**SELECTED EXTRACT**
• • • •
Krugman reprises a column he wrote the last time the social security vultures tried to destroy the program. Here’s an excerpt:

But those who insist that we face a Social Security crisis want to have it both ways. Having invoked the concept of a unified budget to reject the existence of a trust fund, they refuse to accept the implications of that unified budget going forward. Instead, having changed the rules to make the trust fund meaningless, they want to change the rules back around 15 years from now: today, when the payroll tax takes in more revenue than SS benefits, they say that’s meaningless, but when – in 2018 or later – benefits start to exceed the payroll tax, why, that’s a crisis. Huh?

I don’t know why this contradiction is so hard to understand, except to echo Upton Sinclair: it’s hard to get a man to understand something when his salary (or, in the current situation, his membership in the political club) depends on his not understanding it. But let me try this one more time, by asking the following: What happens in 2018 or whenever, when benefits payments exceed payroll tax revenues?

The answer, very clearly, is nothing.

The Social Security system won’t be in trouble: it will, in fact, still have a growing trust fund, because of the interest that the trust earns on its accumulated surplus. The only way Social Security gets in trouble is if Congress votes not to honor U.S. government bonds held by Social Security. That’s not going to happen. So legally, mechanically, 2018 has no meaning.

During the last election Democratic pollsters did a lot of work on messaging this problem and what they found wasn’t very hopeful. As one would expect, people are very confused. And in the best case most of them believe that the government “raided the trust fund” when it invested our money in US government bonds — the safest investment in the world.

I don’t know how to unravel that except to ask people what they think the government should have done with the money — put it under the mattress? Or literally in a lock box at Fort Knox? Or was it a really good idea to invest the money and have Social Security “live off the interest?” Nobody gets it. They think the money’s been “stolen” not invested and it’s nearly impossible to get them to think otherwise. Well played, Pete Peterson.

The country has been misled on all these issues for years by people with an ideological agenda. And now it’s to the point where very few people can sort it all out. They just “know” that the system is going broke. It’s a problem.
• • • •
**SUPPLIED INFORMATION**
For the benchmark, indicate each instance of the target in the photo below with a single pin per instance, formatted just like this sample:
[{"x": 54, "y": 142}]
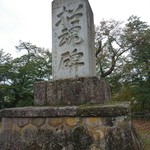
• • • •
**TO-DO LIST**
(a) Please copy the stretch of the Social Security post from "But those who" through "a crisis. Huh?" word for word.
(b) Summarize the Social Security post in two sentences.
(c) Turn the paragraph of the Social Security post that begins "The Social Security system won't be in trouble" into a short bulleted list that keeps its main facts.

**ANSWERS FOR THE TASKS**
(a)
But those who insist that we face a Social Security crisis want to have it both ways. Having invoked the concept of a unified budget to reject the existence of a trust fund, they refuse to accept the implications of that unified budget going forward. Instead, having changed the rules to make the trust fund meaningless, they want to change the rules back around 15 years from now: today, when the payroll tax takes in more revenue than SS benefits, they say that’s meaningless, but when – in 2018 or later – benefits start to exceed the payroll tax, why, that’s a crisis. Huh?

(b) The post quotes Krugman arguing that people who call the trust fund meaningless today but call it a crisis once benefits exceed payroll tax revenue are contradicting themselves, since the system will still have a growing trust fund and could only get in trouble if Congress refused to honor the government bonds it holds. The writer adds that Democratic pollsters found people very confused, with many believing the government "raided" the trust fund by investing it in U.S. bonds, and that years of misleading by ideologues have left people sure the system is going broke.

(c)
- Social Security won't be in trouble, and its trust fund will keep growing from the interest earned on its accumulated surplus.
- The only way it could get in trouble is if Congress voted not to honor U.S. government bonds held by Social Security.
- That is not going to happen.
- Legally and mechanically, 2018 has no meaning.